### [WHAT YOU HAVE TO DO]
Rewrite the part of the records running from the start through the line containing "[(447, 541), (630, 422)]", including the lines that ask for points, and shift every coordinate in the answers up by 3. Leave the numbers in the requests and their format samples unchanged.

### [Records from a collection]
——————————

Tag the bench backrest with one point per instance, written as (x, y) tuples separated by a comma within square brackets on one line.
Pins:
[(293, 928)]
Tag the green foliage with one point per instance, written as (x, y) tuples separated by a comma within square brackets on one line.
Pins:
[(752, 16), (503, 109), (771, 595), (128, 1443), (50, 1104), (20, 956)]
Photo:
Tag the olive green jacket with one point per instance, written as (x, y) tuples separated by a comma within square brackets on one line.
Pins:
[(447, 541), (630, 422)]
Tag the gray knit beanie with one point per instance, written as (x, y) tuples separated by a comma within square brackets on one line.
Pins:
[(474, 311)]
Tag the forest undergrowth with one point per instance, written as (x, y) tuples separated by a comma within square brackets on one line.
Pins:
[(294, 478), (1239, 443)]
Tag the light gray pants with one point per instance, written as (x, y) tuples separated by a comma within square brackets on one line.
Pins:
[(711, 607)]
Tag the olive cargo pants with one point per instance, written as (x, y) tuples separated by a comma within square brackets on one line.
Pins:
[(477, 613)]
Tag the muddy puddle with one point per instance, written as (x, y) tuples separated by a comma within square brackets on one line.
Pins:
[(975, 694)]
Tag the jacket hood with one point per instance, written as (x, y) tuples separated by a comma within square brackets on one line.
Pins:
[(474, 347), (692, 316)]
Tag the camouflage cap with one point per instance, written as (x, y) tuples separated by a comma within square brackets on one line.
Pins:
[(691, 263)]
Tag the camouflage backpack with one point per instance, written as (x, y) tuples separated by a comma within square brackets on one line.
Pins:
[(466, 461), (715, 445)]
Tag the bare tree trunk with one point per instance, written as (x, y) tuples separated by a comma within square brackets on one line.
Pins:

——————————

### [OUTPUT BELOW]
Tag the bench backrest with one point per instance, written as (x, y) tuples separated by a comma within square brackets on one line.
Pins:
[(296, 931)]
Tag the green foliage with one point per instance, written as (x, y) tuples separated by a comma within square brackets on one line.
Pins:
[(755, 19), (506, 112), (774, 598), (131, 1446), (53, 1107), (23, 959)]
Photo:
Tag the olive green jacket with one point per instance, written as (x, y) tuples separated by a comma within square brackets on one line.
Pins:
[(450, 544), (633, 425)]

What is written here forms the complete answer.